Predicting when the Jonas Brothers will supplant Kurt Russell and Robert Forster.
“The Computer Wore Tennis Shoes” (1969)
Directed by Robert Butler
Kurt Russell was a big part of Disney’s live-action output in the late 1960s and early 1980s. In “The Computer Wore Tennis Shoes,” he played a college student whose university acquires one of the first computers, even though the dean of Medfield College declares that getting a single machine is “a luxury that we just cannot afford!” After it goes on the fritz, Russell’s character has to fetch a replacement part. When he tries to install it while standing on a wet floor, he gets hit with a massive electric shock and becomes a brainiac. Once again, Wikipedia proves unreliable; it claims powerful jolts of electricity are often used as torture or capital punishment, but doesn’t mention once that it can also give you the brain of a computer. In a post-”Animal House” age, the sedate collegiate life of “The Computer Wore Tennis Shoes,” where everyone has well-groomed helmet-head hair and kids are too busy practicing for an academic quiz show to drink or carouse, is awfully dated (to say nothing about a computer run on punch cards and magnetic tape). Still, there’s something to that teenager-computer hybrid, especially in a world where, thanks to PDAs, most kids are teenager-computer hybrids. Plus, no property will lay moldering on the shelf for long with a title this friendly to product placement: “The Computer Wore Tennis Shoes?” How about “The iMac Wore Converse?” Zac Efron would work nicely in the title role and Kurt Russell could return as A.J. Arno, the powerful industrialist (played in the original by Cesar Romero) who donates a magical desktop to the school. Remakes love that kind of symmetry. (In fact, Disney fave Dean Jones returned to play a rival dean when Disney remade the film a first time for ABC’s “Wonderful World of Disney” with Kurt Cameron in 1995.)

__GIVEN RECORDS__.
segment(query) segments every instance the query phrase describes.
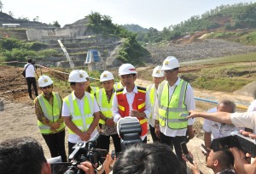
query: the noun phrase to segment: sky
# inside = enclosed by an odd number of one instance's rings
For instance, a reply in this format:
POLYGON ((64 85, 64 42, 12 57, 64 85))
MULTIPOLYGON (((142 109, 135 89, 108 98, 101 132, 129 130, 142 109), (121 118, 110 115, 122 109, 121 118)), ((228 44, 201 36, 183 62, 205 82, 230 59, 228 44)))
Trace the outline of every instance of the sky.
POLYGON ((0 0, 3 12, 15 18, 27 17, 49 24, 57 20, 63 26, 91 12, 108 15, 118 25, 136 24, 144 28, 179 24, 193 15, 201 15, 219 5, 256 3, 256 0, 0 0))

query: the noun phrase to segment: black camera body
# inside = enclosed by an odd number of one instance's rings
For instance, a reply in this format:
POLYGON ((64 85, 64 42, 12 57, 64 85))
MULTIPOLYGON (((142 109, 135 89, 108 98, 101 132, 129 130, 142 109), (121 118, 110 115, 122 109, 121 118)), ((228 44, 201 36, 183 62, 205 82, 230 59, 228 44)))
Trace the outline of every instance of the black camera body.
POLYGON ((87 143, 80 142, 77 143, 73 149, 74 150, 69 155, 68 159, 72 160, 72 165, 69 169, 65 172, 65 174, 73 173, 84 173, 84 171, 77 167, 81 162, 89 160, 92 165, 97 163, 97 165, 102 165, 102 155, 99 149, 96 149, 96 141, 89 141, 87 143))
POLYGON ((136 117, 121 118, 117 124, 117 129, 121 137, 122 151, 132 144, 142 143, 142 126, 136 117))
POLYGON ((213 139, 211 149, 215 152, 236 147, 244 153, 249 153, 253 157, 256 156, 256 140, 244 137, 238 132, 232 132, 230 136, 213 139))

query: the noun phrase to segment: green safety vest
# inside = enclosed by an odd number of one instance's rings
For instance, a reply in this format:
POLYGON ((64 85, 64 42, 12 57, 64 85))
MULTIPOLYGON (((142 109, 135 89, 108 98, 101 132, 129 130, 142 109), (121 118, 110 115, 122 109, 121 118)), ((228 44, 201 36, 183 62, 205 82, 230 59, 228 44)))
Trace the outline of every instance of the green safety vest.
POLYGON ((186 117, 189 111, 184 104, 188 82, 182 80, 174 89, 171 101, 169 100, 169 85, 167 81, 161 82, 158 93, 159 123, 161 126, 167 124, 171 129, 184 129, 188 126, 186 117), (169 104, 168 104, 169 103, 169 104))
MULTIPOLYGON (((156 88, 154 87, 154 84, 151 84, 147 87, 147 91, 148 91, 149 98, 150 98, 150 104, 151 107, 154 109, 154 96, 156 93, 156 88)), ((153 115, 153 111, 150 113, 149 118, 151 119, 153 115)))
MULTIPOLYGON (((37 98, 41 106, 42 111, 44 116, 50 122, 56 122, 59 120, 61 110, 61 100, 59 93, 52 93, 53 95, 53 104, 51 105, 47 99, 43 97, 43 94, 38 95, 37 98)), ((54 133, 62 130, 65 127, 63 122, 56 131, 51 131, 50 126, 44 125, 40 121, 38 121, 38 126, 42 134, 54 133)))
POLYGON ((115 91, 117 91, 117 90, 119 90, 119 89, 121 89, 121 88, 123 88, 123 87, 123 87, 121 81, 119 81, 119 82, 118 82, 118 83, 115 83, 115 84, 113 85, 113 88, 114 88, 115 91))
MULTIPOLYGON (((64 98, 63 101, 67 104, 68 109, 71 113, 72 122, 83 132, 86 132, 90 124, 93 121, 93 111, 94 111, 94 96, 87 92, 84 93, 84 117, 85 118, 85 122, 84 123, 81 110, 74 96, 74 92, 73 91, 71 94, 64 98)), ((73 131, 68 128, 68 132, 70 134, 75 134, 73 131)))
MULTIPOLYGON (((96 98, 97 103, 99 104, 101 112, 107 118, 113 117, 113 114, 112 114, 113 96, 113 93, 112 94, 110 101, 108 103, 106 90, 104 88, 99 89, 96 93, 96 98)), ((100 119, 99 123, 104 125, 105 121, 100 119)))

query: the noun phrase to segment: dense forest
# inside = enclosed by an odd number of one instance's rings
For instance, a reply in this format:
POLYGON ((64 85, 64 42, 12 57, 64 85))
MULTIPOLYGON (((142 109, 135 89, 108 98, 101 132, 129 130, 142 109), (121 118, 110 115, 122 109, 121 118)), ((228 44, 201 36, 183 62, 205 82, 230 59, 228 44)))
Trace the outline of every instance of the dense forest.
POLYGON ((177 25, 165 27, 161 31, 154 28, 149 28, 145 31, 142 27, 138 29, 136 25, 125 25, 123 27, 137 33, 137 41, 143 42, 171 41, 202 30, 255 29, 256 3, 221 5, 201 15, 194 15, 177 25))

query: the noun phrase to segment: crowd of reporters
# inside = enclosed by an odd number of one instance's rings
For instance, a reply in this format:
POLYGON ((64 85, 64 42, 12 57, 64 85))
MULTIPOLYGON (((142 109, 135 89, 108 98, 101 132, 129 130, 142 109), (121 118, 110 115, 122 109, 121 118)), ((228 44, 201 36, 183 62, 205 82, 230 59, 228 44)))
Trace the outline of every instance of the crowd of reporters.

__REQUIREMENTS__.
1. Turn the records, starting at the line containing "query: the noun phrase to segment: green" and ending at the line containing "Trace the outline of every instance of the green", into a Markdown table with the columns Row and Line. Number each line in Row, put its words in Line, and leave out any blank lines.
2. Go on with the article about remaking old Disney films, picking up after its last sentence.

__EXPECTED OUTPUTS__.
1.
| Row | Line |
|---|---|
| 1 | query: the noun phrase to segment: green safety vest |
| 2 | # inside = enclosed by an odd number of one instance's rings |
| 3 | For instance, a reply in this format: |
| 4 | POLYGON ((64 85, 64 42, 12 57, 64 85)) |
| 5 | MULTIPOLYGON (((142 109, 135 89, 108 98, 101 132, 129 130, 142 109), (121 118, 110 115, 122 109, 121 118)), ((228 44, 201 36, 183 62, 205 82, 230 59, 228 44))) |
| 6 | Trace the outline of every instance of the green safety vest. |

2.
“The Watcher in the Woods” (1980)
Directed by John Hough
The recent IFC News podcast on traumatic kids’ movies brought this property to our attention, after listeners wrote us in droves, chastising us for forgetting to mention it. It bears a bunch of boilerplate live-action Disney plot points — a family moving to a new house, kids trying to solve a mystery, adults sabotaging their efforts — but they’re assembled by director John Hough (who also helmed the original “Escape to Witch Mountain”) with an unusually vivid eye for terror. After Jan (Lynn-Holly Johnson) and her folks move into an old English manor set deep in the woods, she begins to have visions of a blindfolded girl calling out for help, while her little sister Ellie (Kyle Richards) becomes prone to possession, writing backwards on windows and mirrors. Stylistically, this movie has way more in common with Sam Raimi’s “Evil Dead” series than any kids movie should, thanks to a bevy of snap-zooms and long voyeuristic point-of-view shots from the perspective of someone following an innocent girl through the woods. How much horror to include was a source of constant disagreement on the set and in the editing room, but even the toned-down version that survived — after the original was yanked from theaters and given a drastically different new ending — is still vastly spookier than just about every other family film ever made. “The Watcher in the Woods” is easily the best movie on this list, with evocative photography and memorable performances (Bette Davis with crazy lady hair!). It holds up unusually well. So, naturally, we expect this remake especially soon, particularly since its lead role is the perfect age to be played by a popular Disney Channel star like Miley Cyrus or — better yet — Selena Gomez, whose TV show “Wizards of Waverly Place” dovetails nicely with “The Watcher”‘s supernatural themes.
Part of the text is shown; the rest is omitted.